== What this task involves ==
Copy the entries from the first line through the line containing "203), (2, 210)]", inclusive, substituting "dead tree" for "dry shrub" and changing nothing else.

────────────────────

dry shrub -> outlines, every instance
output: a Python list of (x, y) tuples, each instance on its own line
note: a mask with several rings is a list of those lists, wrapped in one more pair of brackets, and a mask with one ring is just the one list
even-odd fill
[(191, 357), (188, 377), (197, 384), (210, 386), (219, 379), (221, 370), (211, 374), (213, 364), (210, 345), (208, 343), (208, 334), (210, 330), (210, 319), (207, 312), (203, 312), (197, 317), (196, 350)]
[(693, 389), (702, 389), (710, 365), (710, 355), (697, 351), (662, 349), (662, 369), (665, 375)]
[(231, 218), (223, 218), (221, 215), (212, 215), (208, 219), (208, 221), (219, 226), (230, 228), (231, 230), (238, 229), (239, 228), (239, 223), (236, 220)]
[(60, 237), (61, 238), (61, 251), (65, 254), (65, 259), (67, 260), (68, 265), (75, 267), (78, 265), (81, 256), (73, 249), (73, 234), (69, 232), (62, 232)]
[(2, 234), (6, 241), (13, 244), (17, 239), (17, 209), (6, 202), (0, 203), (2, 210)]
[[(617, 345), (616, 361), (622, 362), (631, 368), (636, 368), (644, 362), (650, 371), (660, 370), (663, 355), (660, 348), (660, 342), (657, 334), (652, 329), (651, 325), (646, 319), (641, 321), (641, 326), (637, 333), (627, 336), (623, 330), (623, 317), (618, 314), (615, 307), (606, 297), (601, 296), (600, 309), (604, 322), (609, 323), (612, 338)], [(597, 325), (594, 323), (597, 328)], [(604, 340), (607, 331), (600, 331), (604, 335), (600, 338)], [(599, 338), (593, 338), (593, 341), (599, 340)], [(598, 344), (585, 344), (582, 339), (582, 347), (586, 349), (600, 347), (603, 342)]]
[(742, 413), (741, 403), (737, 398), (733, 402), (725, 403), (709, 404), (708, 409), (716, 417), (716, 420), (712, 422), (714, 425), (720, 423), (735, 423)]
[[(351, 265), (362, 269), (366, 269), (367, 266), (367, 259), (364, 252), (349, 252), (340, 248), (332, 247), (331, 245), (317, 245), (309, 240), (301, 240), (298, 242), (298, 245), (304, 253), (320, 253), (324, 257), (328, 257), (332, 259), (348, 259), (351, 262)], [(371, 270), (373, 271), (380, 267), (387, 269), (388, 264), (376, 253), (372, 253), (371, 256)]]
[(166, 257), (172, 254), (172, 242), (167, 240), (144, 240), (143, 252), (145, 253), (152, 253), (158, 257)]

────────────────────

== Output for this exercise ==
dead tree -> outlines, every instance
output: a Python list of (x, y) tuples, each instance on its own line
note: a mask with several rings is a list of those lists, wrapped in one more pair of brackets, and a mask with one ring is just the one list
even-odd fill
[(191, 357), (188, 377), (197, 384), (210, 386), (219, 379), (221, 370), (211, 374), (213, 364), (210, 345), (208, 343), (208, 334), (210, 330), (210, 319), (207, 312), (203, 312), (197, 317), (196, 350)]
[(693, 389), (702, 389), (710, 365), (710, 355), (697, 351), (662, 349), (662, 369), (665, 375)]
[(231, 218), (223, 218), (221, 215), (212, 215), (208, 219), (208, 221), (219, 226), (230, 228), (231, 230), (238, 229), (239, 228), (239, 223), (236, 220)]
[(60, 237), (61, 238), (61, 251), (65, 254), (65, 259), (67, 260), (68, 265), (75, 267), (78, 265), (81, 256), (73, 249), (73, 234), (69, 232), (62, 232)]
[(2, 234), (6, 241), (13, 244), (17, 239), (17, 209), (6, 202), (0, 203), (2, 210)]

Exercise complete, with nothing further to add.